START

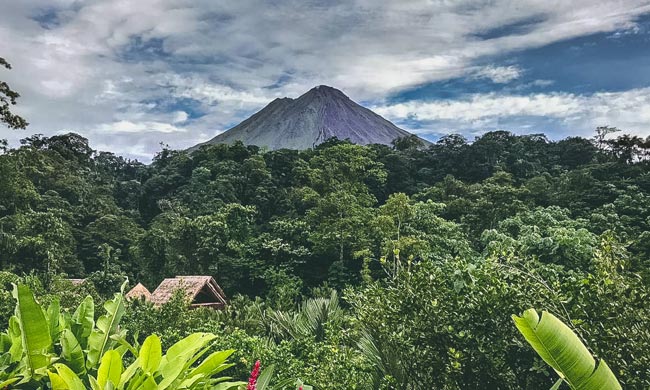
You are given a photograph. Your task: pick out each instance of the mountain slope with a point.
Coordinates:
(321, 113)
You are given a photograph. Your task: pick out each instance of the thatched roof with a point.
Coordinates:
(137, 292)
(199, 290)
(77, 282)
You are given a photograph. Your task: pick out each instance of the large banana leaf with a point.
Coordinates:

END

## TO BE DONE
Convert every line of the records above into a numbered list, omitting blank lines and leaving out the pictures.

## TASK SOLUTION
1. You are given a photograph. Your task: pick out each instance of the mountain slope with a point.
2. Coordinates:
3. (321, 113)
4. You are given a photograph. Your task: pick out each instance of the thatched roof with a point.
5. Coordinates:
6. (137, 292)
7. (199, 290)
8. (77, 282)
9. You are given a photograph. Your task: pick out each instance of the large banana leaf with a point.
10. Coordinates:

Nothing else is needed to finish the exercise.